▶ [Exercise description]
Return each line below that contains the string "slope", copied in full and in its original order. The match is case-sensitive.

▶ [Record excerpts]
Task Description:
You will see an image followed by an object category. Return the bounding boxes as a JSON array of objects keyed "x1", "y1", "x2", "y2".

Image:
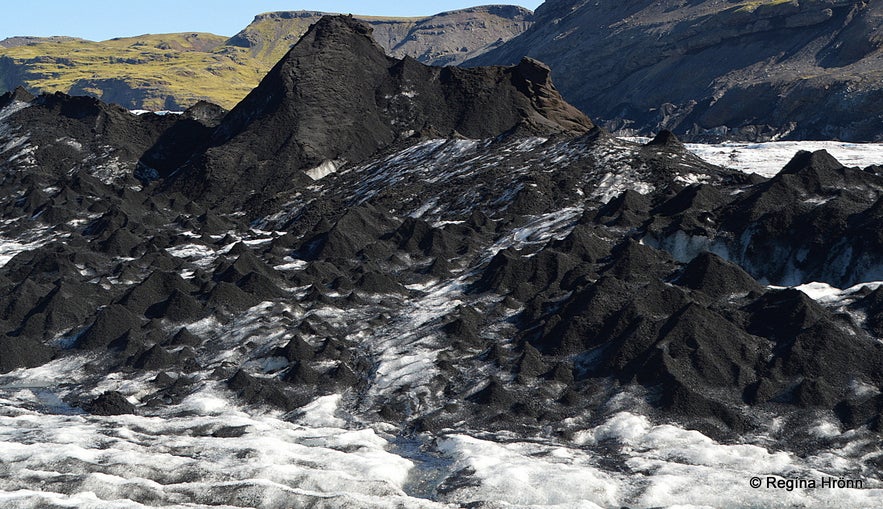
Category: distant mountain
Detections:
[
  {"x1": 228, "y1": 5, "x2": 533, "y2": 65},
  {"x1": 0, "y1": 6, "x2": 532, "y2": 110},
  {"x1": 169, "y1": 17, "x2": 594, "y2": 209},
  {"x1": 0, "y1": 16, "x2": 883, "y2": 509},
  {"x1": 470, "y1": 0, "x2": 883, "y2": 141}
]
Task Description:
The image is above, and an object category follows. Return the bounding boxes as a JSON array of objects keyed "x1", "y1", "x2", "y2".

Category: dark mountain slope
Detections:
[
  {"x1": 0, "y1": 13, "x2": 883, "y2": 507},
  {"x1": 469, "y1": 0, "x2": 883, "y2": 141},
  {"x1": 169, "y1": 17, "x2": 593, "y2": 213},
  {"x1": 0, "y1": 5, "x2": 532, "y2": 110}
]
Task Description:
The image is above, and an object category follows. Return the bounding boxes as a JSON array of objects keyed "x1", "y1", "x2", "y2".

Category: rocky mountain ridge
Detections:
[
  {"x1": 0, "y1": 5, "x2": 532, "y2": 111},
  {"x1": 0, "y1": 11, "x2": 883, "y2": 507},
  {"x1": 472, "y1": 0, "x2": 883, "y2": 141}
]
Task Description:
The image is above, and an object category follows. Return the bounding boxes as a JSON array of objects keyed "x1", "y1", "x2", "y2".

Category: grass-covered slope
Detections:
[
  {"x1": 0, "y1": 6, "x2": 532, "y2": 110},
  {"x1": 0, "y1": 33, "x2": 265, "y2": 109}
]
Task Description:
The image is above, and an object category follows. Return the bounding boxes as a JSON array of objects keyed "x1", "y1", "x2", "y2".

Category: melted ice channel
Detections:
[{"x1": 0, "y1": 357, "x2": 883, "y2": 509}]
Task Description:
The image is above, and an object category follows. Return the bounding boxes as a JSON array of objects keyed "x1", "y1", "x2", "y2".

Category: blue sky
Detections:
[{"x1": 0, "y1": 0, "x2": 542, "y2": 41}]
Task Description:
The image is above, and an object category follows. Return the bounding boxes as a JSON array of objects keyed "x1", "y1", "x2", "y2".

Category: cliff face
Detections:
[
  {"x1": 470, "y1": 0, "x2": 883, "y2": 140},
  {"x1": 0, "y1": 6, "x2": 532, "y2": 110}
]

▶ [Final result]
Category: dark mountain slope
Category: grass-covered slope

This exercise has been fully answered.